-- Start of DOCUMENT --

= Aramean states =

Iron Age group of polities

Map of the Aramean states and other post-Hittite states

The Aramean states or Aramean kingdoms were an Iron Age group of Aramaic-speaking polities that arose in the northern Levant and northern Mesopotamia during the early first millennium BCE, following the collapse of major Late Bronze Age powers such as the Hittite Empire and Mitanni.

Centered in modern-day Syria, these states included kingdoms such as Aram-Damascus, Hamath, Bit Agusi, and Bit-Adini, among others. Several of the northwestern Aramean states were also Neo-Hittite states, as successors of the Hittite Empire maintaining the latter's traditions (alongside Luwian-speaking successors).

The Aramean states played a key role in the political landscape of the early Iron Age Levant until their conquest by the Neo-Assyrian Empire.

==Origins and early history==
Quoting William Schniedewind, “the rise of the Aramean states is shrouded in darkness”.
The Arameans are thought to have expanded from the Syrian steppe northward and eastward into Mesopotamia during the Late Bronze to early Iron Age, in the context of the collapse of the Hittite, Mitanni, and Egyptian spheres.

According to K. Lawson Younger Jr.,
The very designation “Arameans” masks the fact they were not a unified group, except in general terms of language; and in this, the very diversity of the Aramean tribes is reflected in the diversity of the Aramaic dialects that are encountered in the earliest Old Aramaic inscriptions. It is clear that there were numerous dynamics at work in the creation of the different Aramean polities.

-- End of DOCUMENT --
-- Start of SUPPLIED DATA --

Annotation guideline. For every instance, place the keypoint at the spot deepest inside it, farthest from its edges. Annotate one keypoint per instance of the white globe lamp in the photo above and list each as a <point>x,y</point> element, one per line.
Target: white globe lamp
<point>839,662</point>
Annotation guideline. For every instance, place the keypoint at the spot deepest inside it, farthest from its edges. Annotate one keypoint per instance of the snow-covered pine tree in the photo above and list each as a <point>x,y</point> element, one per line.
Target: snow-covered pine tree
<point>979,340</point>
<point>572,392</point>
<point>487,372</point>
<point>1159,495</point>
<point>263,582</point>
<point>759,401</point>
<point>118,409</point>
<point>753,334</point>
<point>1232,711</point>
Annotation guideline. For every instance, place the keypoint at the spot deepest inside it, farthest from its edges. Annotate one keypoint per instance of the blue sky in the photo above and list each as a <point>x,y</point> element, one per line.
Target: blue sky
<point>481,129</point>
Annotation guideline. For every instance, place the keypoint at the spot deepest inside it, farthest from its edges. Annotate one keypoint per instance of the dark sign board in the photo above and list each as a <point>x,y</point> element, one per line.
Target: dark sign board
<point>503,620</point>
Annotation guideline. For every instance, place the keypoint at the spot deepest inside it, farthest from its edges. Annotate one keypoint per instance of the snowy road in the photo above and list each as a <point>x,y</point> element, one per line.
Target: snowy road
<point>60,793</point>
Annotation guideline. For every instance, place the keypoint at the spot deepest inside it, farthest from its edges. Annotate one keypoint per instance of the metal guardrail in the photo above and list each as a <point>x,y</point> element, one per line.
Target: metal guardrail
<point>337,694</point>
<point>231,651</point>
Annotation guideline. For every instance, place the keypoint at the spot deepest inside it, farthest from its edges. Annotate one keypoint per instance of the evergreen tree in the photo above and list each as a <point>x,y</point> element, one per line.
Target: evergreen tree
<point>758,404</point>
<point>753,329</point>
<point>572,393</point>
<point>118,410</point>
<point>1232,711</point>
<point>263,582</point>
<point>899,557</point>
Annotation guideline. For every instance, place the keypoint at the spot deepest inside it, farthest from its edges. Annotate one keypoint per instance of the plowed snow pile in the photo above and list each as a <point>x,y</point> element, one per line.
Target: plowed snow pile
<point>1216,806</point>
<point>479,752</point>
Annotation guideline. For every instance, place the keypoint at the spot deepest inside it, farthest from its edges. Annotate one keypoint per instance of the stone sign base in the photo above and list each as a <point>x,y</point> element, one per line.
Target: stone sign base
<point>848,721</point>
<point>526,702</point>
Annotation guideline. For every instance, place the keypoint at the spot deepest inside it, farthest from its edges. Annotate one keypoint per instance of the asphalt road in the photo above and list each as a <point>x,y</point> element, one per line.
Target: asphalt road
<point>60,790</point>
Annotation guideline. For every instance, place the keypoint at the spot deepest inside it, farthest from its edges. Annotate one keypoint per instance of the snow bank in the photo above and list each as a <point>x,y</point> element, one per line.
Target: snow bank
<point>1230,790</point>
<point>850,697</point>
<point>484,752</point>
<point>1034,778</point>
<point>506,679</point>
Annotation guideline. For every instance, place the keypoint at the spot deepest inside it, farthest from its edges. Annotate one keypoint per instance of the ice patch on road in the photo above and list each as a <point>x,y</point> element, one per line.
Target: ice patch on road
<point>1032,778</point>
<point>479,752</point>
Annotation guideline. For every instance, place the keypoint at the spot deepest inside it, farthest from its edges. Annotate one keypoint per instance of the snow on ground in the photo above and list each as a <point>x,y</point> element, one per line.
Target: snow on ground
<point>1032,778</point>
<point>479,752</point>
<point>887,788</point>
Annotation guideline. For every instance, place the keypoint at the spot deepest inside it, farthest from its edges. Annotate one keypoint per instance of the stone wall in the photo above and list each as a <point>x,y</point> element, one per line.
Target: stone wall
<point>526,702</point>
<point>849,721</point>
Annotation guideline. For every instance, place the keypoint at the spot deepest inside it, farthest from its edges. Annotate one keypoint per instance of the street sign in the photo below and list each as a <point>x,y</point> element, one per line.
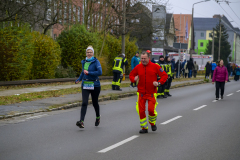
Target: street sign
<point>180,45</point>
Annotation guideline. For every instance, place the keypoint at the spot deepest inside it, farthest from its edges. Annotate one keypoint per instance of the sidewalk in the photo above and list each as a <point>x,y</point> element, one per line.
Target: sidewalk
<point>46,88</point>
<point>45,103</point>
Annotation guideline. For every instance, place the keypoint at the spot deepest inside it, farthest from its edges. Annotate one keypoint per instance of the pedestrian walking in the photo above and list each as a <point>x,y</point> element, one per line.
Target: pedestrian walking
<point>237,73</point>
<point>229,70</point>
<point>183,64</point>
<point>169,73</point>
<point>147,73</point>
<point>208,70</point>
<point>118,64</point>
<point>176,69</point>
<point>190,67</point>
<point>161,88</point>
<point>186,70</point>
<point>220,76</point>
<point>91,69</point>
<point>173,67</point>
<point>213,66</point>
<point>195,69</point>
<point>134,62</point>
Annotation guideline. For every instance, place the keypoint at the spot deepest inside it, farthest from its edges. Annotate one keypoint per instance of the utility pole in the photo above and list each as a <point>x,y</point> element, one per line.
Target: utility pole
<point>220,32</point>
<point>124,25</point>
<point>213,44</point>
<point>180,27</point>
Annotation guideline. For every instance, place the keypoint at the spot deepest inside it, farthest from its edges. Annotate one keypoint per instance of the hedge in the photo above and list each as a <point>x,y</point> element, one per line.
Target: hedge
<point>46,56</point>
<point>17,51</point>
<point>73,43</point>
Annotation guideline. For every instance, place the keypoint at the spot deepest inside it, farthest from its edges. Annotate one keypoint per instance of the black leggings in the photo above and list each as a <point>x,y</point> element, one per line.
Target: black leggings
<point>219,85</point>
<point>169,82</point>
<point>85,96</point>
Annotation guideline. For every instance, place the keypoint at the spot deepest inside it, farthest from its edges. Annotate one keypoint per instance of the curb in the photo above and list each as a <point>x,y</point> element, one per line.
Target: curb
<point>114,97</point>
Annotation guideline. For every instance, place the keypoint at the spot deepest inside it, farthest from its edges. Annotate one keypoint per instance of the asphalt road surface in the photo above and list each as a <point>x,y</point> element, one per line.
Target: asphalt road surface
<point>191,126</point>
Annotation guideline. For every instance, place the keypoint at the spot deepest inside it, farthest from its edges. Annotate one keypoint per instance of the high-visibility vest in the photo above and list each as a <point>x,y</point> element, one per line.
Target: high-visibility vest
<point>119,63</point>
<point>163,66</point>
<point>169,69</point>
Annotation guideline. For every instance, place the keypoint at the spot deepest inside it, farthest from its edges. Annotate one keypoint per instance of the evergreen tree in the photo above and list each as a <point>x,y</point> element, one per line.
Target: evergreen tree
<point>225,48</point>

-- End of SUPPLIED DATA --

WHAT IS ASKED —
[a] Translate this sentence from the Aramean states text into Spanish: "The Aramean states played a key role in the political landscape of the early Iron Age Levant until their conquest by the Neo-Assyrian Empire."
[b] In the rows, turn the lines from the line with "of the hedge" up to and including the line with "<point>73,43</point>" into a Markdown table with the columns No. and Line. Number each line and leave out blank lines.

ANSWERS TO EACH TASK —
[a] Los estados arameos desempeñaron un papel clave en el panorama político del Levante de la temprana Edad del Hierro hasta su conquista por el Imperio neoasirio.

[b]
| No. | Line |
|---|---|
| 1 | Annotation guideline. For every instance, place the keypoint at the spot deepest inside it, farthest from its edges. Annotate one keypoint per instance of the hedge in the photo above and list each as a <point>x,y</point> element, one per line. |
| 2 | Target: hedge |
| 3 | <point>46,56</point> |
| 4 | <point>17,51</point> |
| 5 | <point>73,43</point> |